# What causes bail to close during cast?



## HuskyMD (May 19, 2000)

Ok, so I grew up using spinning reels. I must admit I primarily use baitcasters, but for night fishing, I use a spinning reel. The other night I got my waders and boots on and headed out onto a jetty and began to cast. I fished for a brief time and made maybe 30 casts. About 6 times the bail shut right at the end of the motion of my cast. I have it aligned correctly when I cast. Is the bail just too loose? Need to tighten it? Twice the braid snapped when the bail closed. Very annoying. I have a new reel I intend to use next time, but I'd like to be able to fix the problem so I can use the same reel in the spring on the rapp.


----------



## don brinson (Apr 8, 2011)

I was thinking spring, but that results in bail not closing all the way,the little latch that catches the bail may be worn.


----------



## JPChase (Jul 31, 2010)

What type of spinning reel is it? Some reels are notorious for closing on the cast. Does it also have the auto close mechanism where the bail closes when you begin to crank the handle? Sometimes the handle may be bumped during the cast causing it to close prematurely. On many reels, there are mods that can be done to make it a manual bail open/close which may help. 

Depending upon the reel, there may be a bailess kit as well if that is something that you might be interested in.


----------



## HuskyMD (May 19, 2000)

### PROBLEM DESCRIPTION
Using the forum thread on bail closing during the cast, decide whether each statement agrees with it, answering yes or no and quoting the words that decide it: (a) The original poster uses a spinning reel for night fishing. (b) The braid snapped every time the bail closed. (c) One reply says a bailess kit may be available, depending on the reel.

### RECORDS SHOWN
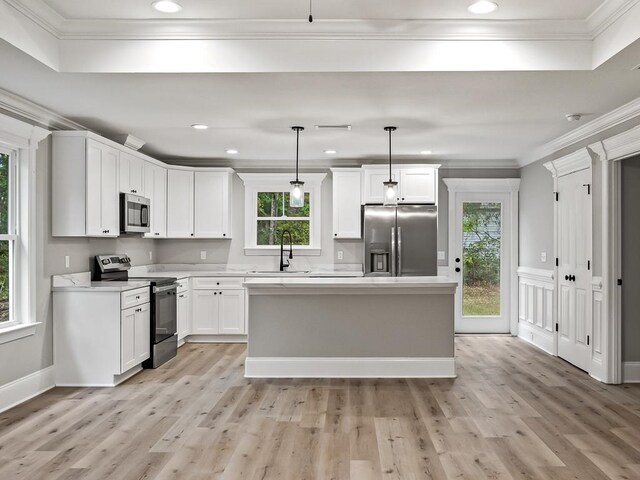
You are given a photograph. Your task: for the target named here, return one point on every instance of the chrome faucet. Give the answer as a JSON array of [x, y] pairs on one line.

---

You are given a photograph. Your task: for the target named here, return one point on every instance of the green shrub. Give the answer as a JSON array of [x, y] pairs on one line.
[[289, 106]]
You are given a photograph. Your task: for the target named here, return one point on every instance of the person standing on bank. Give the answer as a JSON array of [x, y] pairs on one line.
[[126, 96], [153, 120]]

### ANSWER TO THIS EXERCISE
(a) Yes: "for night fishing, I use a spinning reel."
(b) No: "Twice the braid snapped when the bail closed."
(c) Yes: "Depending upon the reel, there may be a bailess kit as well"